• _Work task 1_
Answer these questions about the form redesign text:
(a) Who was retained to develop the new food stamp forms?
(b) What reading level was the food stamp form language aimed at?
(c) How were the census questionnaire's questions arranged to improve readability?
• _Work task 2_
Can you condense the paragraph in the form redesign text that begins "Applicants, caseworkers, and regulators" into a short bulleted list that keeps its main facts?
• _Work task 3_
Copy the form redesign text word for word, starting at "Applicants, caseworkers, and" and ending at "highlight the instructions.".

• _Page text_
• • •

The content of the existing census form was analyzed, and the information needed by the bureau was determined. Computer experts were consulted in order to provide computer formats and to identify ways to eliminate duplication and simplify data collection through computerized checks and matches. The instructions were incorporated directly onto the questionnaire, and a clear question-and-answer format was used. Additionally, the questionnaire was redesigned using an attractive format to encourage respondents to complete it. To improve readability, a larger, more legible typeface was used, and the questions were arranged in distinct columns.
Food Stamp Form for the U.S. Department of Agriculture
New federal regulations required the development of a single set of food stamp forms that could be used nationwide. These had to be simply written, clearly designed forms oriented to the needs of the public, rather than the administrators. Siegel+Gale was retained to develop new forms that would simplify the application process and make it easier for recipients to understand changes in their status.
Applicants, caseworkers, and regulators were interviewed, and language aimed at a sixth-grade reading level was used because many applicants and recipients have little formal education. A letter format was created to inform recipients of changes in their status, and a tear-off portion was developed that could be mailed back to request a hearing. To “humanize” the forms, two different colors of ink were used to make clear distinctions between the various parts of the forms and to highlight the instructions.

• • •

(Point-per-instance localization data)
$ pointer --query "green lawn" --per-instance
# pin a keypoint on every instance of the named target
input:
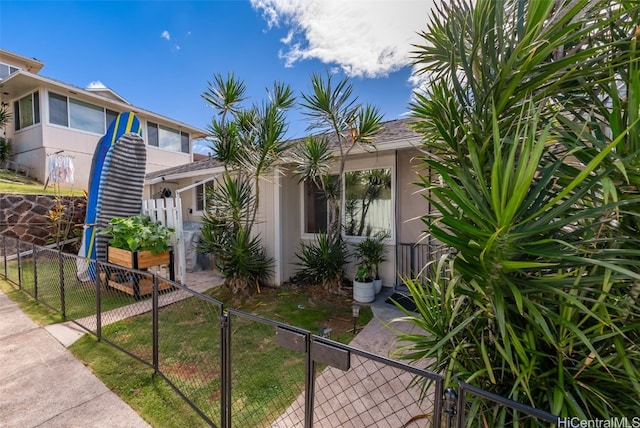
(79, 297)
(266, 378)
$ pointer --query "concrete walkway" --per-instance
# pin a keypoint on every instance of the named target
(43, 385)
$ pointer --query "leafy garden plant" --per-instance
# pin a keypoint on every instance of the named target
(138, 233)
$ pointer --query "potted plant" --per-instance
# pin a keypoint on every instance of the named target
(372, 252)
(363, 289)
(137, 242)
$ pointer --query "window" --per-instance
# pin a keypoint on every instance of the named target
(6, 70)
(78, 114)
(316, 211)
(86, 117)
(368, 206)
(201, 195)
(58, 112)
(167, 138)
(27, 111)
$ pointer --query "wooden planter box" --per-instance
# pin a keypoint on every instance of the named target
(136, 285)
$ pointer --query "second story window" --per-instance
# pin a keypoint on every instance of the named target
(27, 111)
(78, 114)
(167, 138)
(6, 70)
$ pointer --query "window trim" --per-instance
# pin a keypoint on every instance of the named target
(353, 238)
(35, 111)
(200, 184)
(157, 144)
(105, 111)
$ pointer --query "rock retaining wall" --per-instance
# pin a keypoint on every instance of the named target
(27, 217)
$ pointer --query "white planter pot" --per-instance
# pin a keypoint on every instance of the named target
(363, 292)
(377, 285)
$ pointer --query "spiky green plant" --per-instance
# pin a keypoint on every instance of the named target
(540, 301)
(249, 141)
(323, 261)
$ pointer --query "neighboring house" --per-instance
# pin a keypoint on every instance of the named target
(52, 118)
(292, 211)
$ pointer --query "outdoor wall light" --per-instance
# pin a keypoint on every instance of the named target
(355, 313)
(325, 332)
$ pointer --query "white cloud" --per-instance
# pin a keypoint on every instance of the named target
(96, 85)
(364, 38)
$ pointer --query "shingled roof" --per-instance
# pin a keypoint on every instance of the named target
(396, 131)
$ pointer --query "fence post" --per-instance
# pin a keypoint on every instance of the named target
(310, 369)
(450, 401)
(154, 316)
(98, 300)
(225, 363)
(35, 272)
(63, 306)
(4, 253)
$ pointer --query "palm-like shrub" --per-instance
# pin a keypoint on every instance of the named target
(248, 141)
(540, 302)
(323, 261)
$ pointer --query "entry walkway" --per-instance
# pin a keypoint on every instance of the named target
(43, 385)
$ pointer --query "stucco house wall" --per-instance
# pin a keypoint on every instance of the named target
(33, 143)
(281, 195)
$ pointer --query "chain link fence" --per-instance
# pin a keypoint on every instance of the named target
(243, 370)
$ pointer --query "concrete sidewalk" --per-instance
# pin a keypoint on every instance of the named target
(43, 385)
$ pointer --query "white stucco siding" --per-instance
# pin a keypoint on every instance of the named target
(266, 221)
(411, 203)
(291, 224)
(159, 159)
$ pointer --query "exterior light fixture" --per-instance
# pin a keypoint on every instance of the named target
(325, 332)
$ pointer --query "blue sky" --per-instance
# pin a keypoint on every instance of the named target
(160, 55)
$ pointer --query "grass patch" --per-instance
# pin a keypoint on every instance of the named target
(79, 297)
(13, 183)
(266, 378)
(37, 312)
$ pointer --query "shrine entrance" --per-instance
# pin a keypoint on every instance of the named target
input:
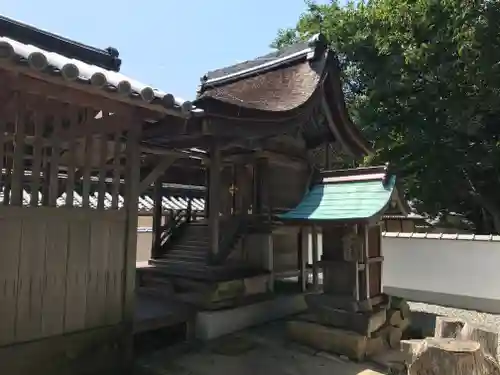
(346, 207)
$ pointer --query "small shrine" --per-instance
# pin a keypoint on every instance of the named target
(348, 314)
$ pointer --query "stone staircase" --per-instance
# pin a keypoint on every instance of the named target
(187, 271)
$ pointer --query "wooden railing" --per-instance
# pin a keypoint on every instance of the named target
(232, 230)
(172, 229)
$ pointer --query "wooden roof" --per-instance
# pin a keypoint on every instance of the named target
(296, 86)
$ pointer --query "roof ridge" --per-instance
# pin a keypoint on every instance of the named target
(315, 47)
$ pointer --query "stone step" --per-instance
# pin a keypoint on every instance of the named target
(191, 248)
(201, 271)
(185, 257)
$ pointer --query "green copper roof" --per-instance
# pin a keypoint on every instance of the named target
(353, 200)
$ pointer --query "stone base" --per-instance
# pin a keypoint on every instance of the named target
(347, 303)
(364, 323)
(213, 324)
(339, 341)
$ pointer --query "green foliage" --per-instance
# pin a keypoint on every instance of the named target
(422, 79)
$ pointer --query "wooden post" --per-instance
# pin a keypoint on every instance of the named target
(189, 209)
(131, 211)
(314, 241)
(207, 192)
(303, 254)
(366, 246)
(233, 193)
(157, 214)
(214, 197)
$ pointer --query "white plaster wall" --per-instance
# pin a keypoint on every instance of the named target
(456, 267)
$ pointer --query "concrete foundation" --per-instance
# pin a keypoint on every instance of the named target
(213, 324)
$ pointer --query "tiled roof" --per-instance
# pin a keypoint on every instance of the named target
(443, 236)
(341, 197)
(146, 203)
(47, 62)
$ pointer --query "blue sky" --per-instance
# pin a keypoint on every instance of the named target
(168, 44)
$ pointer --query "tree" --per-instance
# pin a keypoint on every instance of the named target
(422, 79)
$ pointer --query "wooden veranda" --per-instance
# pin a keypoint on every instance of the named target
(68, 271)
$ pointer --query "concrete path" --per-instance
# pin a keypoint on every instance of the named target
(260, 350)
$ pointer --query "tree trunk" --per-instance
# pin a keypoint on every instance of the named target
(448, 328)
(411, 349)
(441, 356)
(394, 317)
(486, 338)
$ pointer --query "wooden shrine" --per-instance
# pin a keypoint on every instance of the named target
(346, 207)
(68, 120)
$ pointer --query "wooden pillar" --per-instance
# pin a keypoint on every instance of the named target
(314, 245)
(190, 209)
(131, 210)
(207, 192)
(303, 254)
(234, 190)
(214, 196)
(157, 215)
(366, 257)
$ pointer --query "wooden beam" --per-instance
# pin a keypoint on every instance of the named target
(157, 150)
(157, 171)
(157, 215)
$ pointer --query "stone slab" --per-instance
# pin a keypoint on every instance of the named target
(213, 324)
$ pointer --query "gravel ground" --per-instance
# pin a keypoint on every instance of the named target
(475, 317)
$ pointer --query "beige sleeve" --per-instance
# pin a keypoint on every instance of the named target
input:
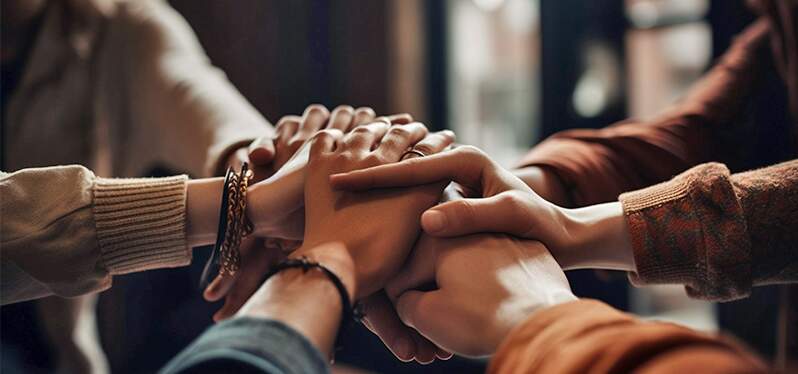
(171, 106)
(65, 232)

• • •

• _Task solution 1_
(a) Siegel+Gale
(b) A sixth-grade reading level
(c) In distinct columns

• _Task solution 2_
- Applicants, caseworkers, and regulators were interviewed.
- The language targeted a sixth-grade reading level because many applicants and recipients have little formal education.
- A letter format told recipients of changes in their status, with a tear-off portion that could be mailed back to request a hearing.
- Two ink colors distinguished the parts of the forms and highlighted the instructions.

• _Task solution 3_
Applicants, caseworkers, and regulators were interviewed, and language aimed at a sixth-grade reading level was used because many applicants and recipients have little formal education. A letter format was created to inform recipients of changes in their status, and a tear-off portion was developed that could be mailed back to request a hearing. To “humanize” the forms, two different colors of ink were used to make clear distinctions between the various parts of the forms and to highlight the instructions.